PROBLEM |
In the data below, format everything from the line containing "of the curved" down to the line containing "69L165 64L164 61L153", both included, as a numbered list with blank lines omitted.

MATERIAL FOR THIS EXERCISE |
______________________________

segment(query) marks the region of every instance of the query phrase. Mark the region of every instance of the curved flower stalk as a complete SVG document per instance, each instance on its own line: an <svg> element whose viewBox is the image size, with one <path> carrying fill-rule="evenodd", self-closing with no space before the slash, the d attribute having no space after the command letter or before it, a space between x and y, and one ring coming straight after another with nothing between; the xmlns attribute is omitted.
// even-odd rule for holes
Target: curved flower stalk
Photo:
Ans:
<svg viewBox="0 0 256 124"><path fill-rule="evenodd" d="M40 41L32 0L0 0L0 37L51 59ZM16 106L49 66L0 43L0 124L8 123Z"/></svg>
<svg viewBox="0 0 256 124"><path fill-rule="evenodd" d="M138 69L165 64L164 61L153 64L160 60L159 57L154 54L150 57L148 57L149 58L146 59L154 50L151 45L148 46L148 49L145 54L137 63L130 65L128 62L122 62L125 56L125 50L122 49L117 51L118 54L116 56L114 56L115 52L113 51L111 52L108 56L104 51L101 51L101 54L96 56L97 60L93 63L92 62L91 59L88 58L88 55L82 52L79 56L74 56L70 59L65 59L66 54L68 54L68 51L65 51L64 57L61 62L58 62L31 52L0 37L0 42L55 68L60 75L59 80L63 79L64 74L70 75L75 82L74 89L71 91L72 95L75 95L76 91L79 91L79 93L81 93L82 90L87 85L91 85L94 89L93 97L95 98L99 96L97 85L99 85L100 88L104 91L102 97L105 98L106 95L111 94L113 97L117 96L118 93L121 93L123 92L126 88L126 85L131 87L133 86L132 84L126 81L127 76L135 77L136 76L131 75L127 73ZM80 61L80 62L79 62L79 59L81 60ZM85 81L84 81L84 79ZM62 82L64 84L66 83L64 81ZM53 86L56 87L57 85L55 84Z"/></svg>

______________________________

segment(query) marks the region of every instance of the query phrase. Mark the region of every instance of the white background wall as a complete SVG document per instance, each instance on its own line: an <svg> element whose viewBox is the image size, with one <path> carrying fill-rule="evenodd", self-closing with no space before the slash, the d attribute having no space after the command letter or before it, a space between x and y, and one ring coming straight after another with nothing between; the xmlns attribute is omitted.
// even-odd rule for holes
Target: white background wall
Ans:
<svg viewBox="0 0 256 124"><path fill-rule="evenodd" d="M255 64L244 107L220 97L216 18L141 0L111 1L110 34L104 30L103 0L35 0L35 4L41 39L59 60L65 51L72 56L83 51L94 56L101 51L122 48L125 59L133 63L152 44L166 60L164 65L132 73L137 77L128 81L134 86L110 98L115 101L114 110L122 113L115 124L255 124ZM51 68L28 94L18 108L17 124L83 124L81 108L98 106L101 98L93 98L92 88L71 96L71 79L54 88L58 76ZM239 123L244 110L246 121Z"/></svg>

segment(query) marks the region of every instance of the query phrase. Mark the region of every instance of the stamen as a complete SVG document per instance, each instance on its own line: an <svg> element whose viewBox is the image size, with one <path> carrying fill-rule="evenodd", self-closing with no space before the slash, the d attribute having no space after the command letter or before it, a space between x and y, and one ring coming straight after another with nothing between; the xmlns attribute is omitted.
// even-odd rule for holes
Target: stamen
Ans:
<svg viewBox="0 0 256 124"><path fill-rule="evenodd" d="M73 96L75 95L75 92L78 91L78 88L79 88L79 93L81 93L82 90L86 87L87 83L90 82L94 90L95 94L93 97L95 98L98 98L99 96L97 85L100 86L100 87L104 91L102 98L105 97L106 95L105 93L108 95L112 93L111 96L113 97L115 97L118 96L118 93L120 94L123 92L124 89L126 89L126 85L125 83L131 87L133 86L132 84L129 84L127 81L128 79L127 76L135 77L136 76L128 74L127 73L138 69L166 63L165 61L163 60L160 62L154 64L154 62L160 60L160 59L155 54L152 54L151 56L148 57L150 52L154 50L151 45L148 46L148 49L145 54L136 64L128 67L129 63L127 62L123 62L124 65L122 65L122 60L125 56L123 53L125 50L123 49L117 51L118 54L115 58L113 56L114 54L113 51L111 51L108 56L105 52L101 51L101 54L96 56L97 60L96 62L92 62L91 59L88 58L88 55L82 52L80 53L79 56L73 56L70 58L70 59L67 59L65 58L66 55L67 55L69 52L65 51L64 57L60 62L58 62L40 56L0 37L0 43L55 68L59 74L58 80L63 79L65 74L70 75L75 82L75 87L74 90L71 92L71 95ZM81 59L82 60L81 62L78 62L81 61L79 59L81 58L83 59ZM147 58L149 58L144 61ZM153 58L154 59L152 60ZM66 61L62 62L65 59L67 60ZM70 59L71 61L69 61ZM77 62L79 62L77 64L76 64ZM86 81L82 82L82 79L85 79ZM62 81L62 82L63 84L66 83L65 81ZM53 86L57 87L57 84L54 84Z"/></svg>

______________________________

OUTPUT BELOW |
1. segment(query) marks the region of every instance of the query phrase. Mark the region of every instance of the curved flower stalk as a complete SVG document per instance, each instance on its own line: an <svg> element whose viewBox is the image size, with one <path> carrying fill-rule="evenodd", self-closing with no space before the slash, the d attribute having no space after the command letter or before it, a space between x and y, and one ring coming straight after another with nothing between; the xmlns attribute is omitted.
2. // even-odd rule for holes
3. Target: curved flower stalk
4. Photo:
5. Ans:
6. <svg viewBox="0 0 256 124"><path fill-rule="evenodd" d="M40 41L32 0L0 0L0 37L51 59ZM16 106L49 66L0 43L0 124L8 123Z"/></svg>
7. <svg viewBox="0 0 256 124"><path fill-rule="evenodd" d="M138 69L165 64L164 61L153 64L160 60L159 57L154 54L150 57L148 57L149 58L146 59L154 50L151 45L148 46L148 49L145 54L137 63L130 65L128 62L122 62L125 56L125 50L122 49L117 51L118 54L116 56L114 56L115 52L113 51L111 52L108 56L104 51L101 51L101 54L96 56L97 60L93 63L92 62L91 59L88 58L88 55L82 52L79 56L74 56L70 59L65 59L66 54L68 54L68 51L65 51L64 57L61 62L58 62L31 52L0 37L0 42L55 68L60 75L59 80L63 79L64 74L70 75L75 82L74 89L71 91L72 95L75 95L76 91L79 91L79 93L81 93L82 90L87 85L91 85L94 89L93 97L95 98L99 96L97 85L99 85L100 88L104 91L102 97L105 98L106 95L111 94L113 97L117 96L118 93L121 93L123 92L126 88L126 85L131 87L133 86L132 84L126 81L127 76L135 77L136 76L131 75L127 73ZM80 61L80 62L79 62L79 59L81 60ZM85 81L84 81L84 79ZM62 82L64 84L66 83L64 81ZM53 86L56 87L57 85L55 84Z"/></svg>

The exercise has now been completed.